**Written problem:**
Copy the listing below word for word, keeping every line as it is.
###
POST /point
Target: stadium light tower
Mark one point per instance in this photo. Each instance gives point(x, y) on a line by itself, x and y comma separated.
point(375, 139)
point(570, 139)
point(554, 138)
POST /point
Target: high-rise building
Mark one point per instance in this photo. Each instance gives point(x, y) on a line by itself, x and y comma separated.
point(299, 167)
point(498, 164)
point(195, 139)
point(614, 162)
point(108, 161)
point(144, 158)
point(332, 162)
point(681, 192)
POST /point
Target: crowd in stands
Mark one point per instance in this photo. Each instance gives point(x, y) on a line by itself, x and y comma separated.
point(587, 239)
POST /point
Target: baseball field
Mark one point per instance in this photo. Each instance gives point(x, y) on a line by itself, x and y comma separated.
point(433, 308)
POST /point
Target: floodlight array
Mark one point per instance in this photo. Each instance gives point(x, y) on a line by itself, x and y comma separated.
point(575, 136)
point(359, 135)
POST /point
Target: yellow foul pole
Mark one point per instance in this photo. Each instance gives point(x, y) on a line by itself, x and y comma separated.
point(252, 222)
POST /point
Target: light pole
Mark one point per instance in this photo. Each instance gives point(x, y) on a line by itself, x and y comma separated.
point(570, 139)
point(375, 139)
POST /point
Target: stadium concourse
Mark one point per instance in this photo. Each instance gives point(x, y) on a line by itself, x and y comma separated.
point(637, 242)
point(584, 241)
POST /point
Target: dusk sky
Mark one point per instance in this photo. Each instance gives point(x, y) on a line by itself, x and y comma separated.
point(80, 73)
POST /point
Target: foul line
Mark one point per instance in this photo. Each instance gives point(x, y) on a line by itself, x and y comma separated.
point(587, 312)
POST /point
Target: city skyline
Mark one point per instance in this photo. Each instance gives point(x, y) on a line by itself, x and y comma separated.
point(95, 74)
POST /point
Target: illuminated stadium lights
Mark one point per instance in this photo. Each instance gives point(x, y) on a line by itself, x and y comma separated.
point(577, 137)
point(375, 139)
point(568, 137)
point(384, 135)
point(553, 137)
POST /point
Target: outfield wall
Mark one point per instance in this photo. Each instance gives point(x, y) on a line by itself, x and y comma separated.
###
**Worked answer:**
POST /point
Target: stadium light tower
Mark one point per instance in this photo. Each instance gives point(x, y) on a line by itself, x and y comma separated.
point(375, 139)
point(570, 139)
point(554, 138)
POST /point
Target: high-rise building
Mark one point per instance in this photo. Each instance gives point(x, y) on a line by itself, x and y comma separated.
point(299, 167)
point(498, 164)
point(195, 139)
point(614, 162)
point(108, 161)
point(144, 158)
point(332, 162)
point(681, 192)
POST /point
Target: crowd in stands
Mark one point per instance in this photo. Each instance gives point(x, y) on a line by itself, x and y comma separated.
point(587, 239)
POST /point
Target: baseball field
Mark one point per instance in this photo. Each instance gives point(x, y) on a line by itself, x and y comma separated.
point(433, 308)
POST /point
Target: floodlight array
Mark one point per instance in this photo. Each instance gives point(x, y) on a line by itself, x and y comma separated.
point(575, 136)
point(359, 135)
POST /point
Target: yellow foul pole
Mark one point per instance in this photo. Each instance gives point(x, y) on a line by itself, x and y comma separated.
point(252, 222)
POST /point
Target: light pole
Mark one point per instance in this photo. Each instance gives point(x, y) on a line by itself, x and y comma separated.
point(570, 139)
point(375, 139)
POST /point
Target: stadium concourse
Mark one point per instance in this photo. Each instance gives point(x, y) on a line by itself, x and y comma separated.
point(637, 242)
point(584, 241)
POST /point
Target: dusk sky
Mark one point per instance in this photo. Each instance gives point(x, y) on a line by itself, x and y comma separated.
point(80, 73)
POST /point
Target: foul line
Mark one point per instance in this photo. Each instance gives point(x, y) on a line by itself, x and y comma separated.
point(587, 312)
POST /point
Target: city skyline
Mark one point per instance in this photo. Each instance gives point(x, y) on a line by itself, x and y comma separated.
point(95, 74)
POST /point
Target: illuminated stadium lights
Mark one point per instance in this photo. Each instance gives point(x, y) on a line by itself, x and y comma separated.
point(577, 137)
point(375, 139)
point(568, 137)
point(384, 135)
point(553, 137)
POST /point
Target: outfield wall
Mark one point per instance in this photo. Each instance gives point(x, y) on a line by itself, x and y comma separated.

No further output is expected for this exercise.